Source data:
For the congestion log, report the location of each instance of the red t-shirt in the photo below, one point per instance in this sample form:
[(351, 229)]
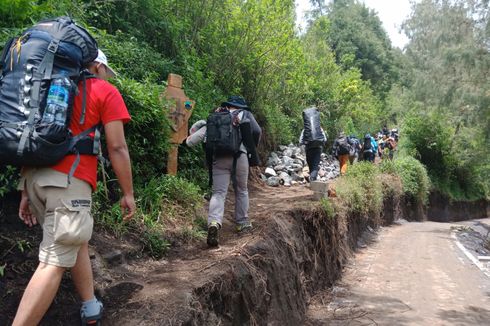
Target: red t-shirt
[(104, 104)]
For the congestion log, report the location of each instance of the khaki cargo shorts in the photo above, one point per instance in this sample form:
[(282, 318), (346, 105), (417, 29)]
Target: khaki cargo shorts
[(63, 211)]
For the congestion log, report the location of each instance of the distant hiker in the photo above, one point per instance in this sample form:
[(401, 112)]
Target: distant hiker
[(232, 134), (314, 138), (62, 207), (197, 133), (369, 148), (390, 145), (341, 149), (394, 134), (355, 148), (385, 130)]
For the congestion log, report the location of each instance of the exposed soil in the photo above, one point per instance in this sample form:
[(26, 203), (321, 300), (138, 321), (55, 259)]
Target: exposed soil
[(441, 209), (411, 274), (263, 278)]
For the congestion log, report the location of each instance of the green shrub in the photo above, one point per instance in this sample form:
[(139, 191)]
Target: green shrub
[(415, 181), (361, 190)]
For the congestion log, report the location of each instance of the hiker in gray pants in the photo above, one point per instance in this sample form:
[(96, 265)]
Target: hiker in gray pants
[(222, 168)]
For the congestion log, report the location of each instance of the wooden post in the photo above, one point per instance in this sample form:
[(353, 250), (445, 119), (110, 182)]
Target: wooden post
[(179, 114)]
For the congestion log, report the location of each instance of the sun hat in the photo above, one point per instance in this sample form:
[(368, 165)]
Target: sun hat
[(101, 58)]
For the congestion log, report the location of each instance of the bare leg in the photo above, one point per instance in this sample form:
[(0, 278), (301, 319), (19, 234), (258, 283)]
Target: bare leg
[(82, 276), (38, 295)]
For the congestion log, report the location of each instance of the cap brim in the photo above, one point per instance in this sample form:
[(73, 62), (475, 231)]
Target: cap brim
[(241, 106), (111, 72)]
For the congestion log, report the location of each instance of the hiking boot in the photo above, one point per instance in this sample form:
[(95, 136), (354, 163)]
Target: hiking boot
[(244, 228), (213, 234), (91, 312)]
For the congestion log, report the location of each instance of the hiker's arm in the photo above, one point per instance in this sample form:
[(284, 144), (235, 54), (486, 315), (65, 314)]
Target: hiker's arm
[(121, 163), (301, 137), (256, 130)]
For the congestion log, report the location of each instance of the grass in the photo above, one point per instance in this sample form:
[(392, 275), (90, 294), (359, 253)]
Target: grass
[(168, 208)]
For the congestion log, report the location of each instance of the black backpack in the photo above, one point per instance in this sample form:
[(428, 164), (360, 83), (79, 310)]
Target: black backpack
[(222, 139), (312, 135), (367, 144), (39, 74), (222, 135), (344, 146)]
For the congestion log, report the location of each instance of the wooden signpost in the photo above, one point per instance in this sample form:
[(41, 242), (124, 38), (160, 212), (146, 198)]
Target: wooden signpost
[(179, 114)]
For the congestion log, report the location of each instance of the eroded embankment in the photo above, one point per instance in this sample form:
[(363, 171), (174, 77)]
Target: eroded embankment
[(271, 282), (442, 209)]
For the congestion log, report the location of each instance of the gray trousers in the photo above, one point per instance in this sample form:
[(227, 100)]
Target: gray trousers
[(221, 180)]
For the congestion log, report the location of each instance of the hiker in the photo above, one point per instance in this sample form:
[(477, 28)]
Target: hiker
[(369, 148), (342, 149), (385, 130), (355, 148), (390, 144), (313, 138), (231, 135), (62, 207)]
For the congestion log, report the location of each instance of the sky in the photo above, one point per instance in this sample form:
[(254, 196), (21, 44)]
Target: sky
[(391, 12)]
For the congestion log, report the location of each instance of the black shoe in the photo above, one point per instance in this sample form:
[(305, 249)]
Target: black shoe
[(213, 234)]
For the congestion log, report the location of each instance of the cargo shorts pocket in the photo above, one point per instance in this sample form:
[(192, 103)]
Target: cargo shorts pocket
[(73, 223)]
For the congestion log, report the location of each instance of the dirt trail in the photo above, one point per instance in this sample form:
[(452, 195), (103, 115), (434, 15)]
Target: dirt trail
[(158, 292), (413, 274)]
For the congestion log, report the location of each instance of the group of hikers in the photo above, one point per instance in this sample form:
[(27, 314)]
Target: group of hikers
[(66, 102), (54, 135), (347, 149)]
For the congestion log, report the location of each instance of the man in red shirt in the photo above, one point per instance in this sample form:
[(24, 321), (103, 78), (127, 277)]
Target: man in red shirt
[(62, 207)]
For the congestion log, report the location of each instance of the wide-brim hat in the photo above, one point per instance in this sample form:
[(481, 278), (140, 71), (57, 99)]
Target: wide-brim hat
[(102, 58), (237, 102)]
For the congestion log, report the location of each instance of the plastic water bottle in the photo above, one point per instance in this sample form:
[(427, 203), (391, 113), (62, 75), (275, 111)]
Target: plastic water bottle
[(57, 101)]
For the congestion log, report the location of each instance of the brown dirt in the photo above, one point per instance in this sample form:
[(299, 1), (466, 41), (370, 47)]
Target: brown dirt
[(263, 278)]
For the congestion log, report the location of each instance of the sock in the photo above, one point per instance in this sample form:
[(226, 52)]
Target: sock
[(91, 307)]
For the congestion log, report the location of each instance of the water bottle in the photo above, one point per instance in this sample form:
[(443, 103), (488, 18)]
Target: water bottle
[(57, 101)]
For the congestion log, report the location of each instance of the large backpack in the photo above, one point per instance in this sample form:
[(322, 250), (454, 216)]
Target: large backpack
[(223, 139), (223, 133), (313, 135), (47, 58), (344, 146), (368, 146)]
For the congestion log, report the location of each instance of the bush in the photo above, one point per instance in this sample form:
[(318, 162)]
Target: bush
[(415, 181), (360, 189)]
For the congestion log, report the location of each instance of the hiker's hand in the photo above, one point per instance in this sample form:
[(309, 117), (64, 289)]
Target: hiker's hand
[(128, 207), (25, 213)]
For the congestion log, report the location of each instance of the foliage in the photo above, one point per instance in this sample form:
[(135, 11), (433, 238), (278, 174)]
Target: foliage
[(358, 39), (415, 181), (8, 179), (447, 67), (361, 189)]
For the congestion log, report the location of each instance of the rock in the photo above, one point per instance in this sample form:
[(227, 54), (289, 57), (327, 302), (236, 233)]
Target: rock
[(296, 167), (273, 181), (287, 161), (273, 159), (278, 168), (297, 177), (285, 179), (288, 152), (269, 172), (299, 161), (114, 257)]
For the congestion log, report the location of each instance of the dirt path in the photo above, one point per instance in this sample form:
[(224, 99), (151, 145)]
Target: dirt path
[(413, 274)]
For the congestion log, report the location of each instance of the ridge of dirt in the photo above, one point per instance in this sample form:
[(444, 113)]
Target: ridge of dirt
[(263, 278)]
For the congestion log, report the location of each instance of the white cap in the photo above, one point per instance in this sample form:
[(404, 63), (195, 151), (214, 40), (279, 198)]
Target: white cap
[(103, 59)]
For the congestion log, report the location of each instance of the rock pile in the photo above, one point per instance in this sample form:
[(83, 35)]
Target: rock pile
[(288, 167)]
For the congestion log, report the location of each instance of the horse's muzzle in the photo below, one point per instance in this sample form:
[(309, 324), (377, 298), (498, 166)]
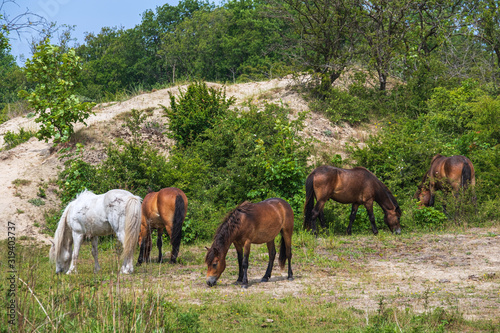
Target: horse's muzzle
[(211, 281)]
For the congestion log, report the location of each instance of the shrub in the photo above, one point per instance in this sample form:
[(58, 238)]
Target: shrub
[(53, 99), (12, 139), (197, 109)]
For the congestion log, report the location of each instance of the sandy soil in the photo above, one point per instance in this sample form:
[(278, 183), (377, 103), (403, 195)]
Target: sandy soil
[(448, 270), (34, 163)]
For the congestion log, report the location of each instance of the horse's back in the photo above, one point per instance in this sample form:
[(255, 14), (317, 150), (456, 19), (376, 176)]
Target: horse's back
[(262, 221), (346, 185)]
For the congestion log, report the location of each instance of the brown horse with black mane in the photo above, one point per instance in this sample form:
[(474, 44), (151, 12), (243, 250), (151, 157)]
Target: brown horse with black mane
[(252, 223), (163, 209), (357, 186), (445, 174)]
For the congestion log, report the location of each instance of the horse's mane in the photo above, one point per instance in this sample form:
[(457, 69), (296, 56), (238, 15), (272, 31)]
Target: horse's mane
[(228, 227), (55, 251), (387, 192)]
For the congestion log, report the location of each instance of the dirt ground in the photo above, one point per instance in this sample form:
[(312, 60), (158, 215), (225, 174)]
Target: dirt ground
[(452, 271)]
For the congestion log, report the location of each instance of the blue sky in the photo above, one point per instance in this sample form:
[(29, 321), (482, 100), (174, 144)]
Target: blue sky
[(87, 16)]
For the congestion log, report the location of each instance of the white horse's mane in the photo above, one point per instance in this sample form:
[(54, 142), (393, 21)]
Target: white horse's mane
[(55, 251)]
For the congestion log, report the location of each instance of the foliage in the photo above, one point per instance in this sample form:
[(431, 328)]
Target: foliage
[(12, 139), (400, 153), (54, 97), (430, 218), (197, 109)]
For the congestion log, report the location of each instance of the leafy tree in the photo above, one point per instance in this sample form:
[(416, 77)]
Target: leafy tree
[(54, 98), (197, 109), (324, 33)]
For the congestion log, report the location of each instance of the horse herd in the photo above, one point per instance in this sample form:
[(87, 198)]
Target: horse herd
[(132, 219)]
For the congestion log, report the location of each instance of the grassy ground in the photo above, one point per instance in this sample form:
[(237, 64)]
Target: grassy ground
[(341, 284)]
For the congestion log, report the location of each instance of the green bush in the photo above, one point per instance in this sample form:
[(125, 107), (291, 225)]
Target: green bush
[(197, 109), (12, 139)]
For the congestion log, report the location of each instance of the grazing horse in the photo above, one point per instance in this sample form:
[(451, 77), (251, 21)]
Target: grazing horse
[(357, 186), (445, 173), (167, 209), (252, 223), (91, 215)]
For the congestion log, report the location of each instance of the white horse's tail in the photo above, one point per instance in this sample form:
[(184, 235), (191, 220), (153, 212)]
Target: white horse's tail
[(132, 225), (59, 235)]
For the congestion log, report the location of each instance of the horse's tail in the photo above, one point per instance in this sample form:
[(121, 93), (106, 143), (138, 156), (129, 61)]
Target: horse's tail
[(132, 225), (179, 213), (59, 235), (309, 204), (466, 175)]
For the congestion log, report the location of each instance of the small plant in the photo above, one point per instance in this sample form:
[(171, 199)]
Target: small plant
[(12, 139), (41, 192), (429, 217), (36, 202), (21, 182)]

Your goal: Look through the material and report how many of its lines hold the string "below", giving the number only.

Completed task: 2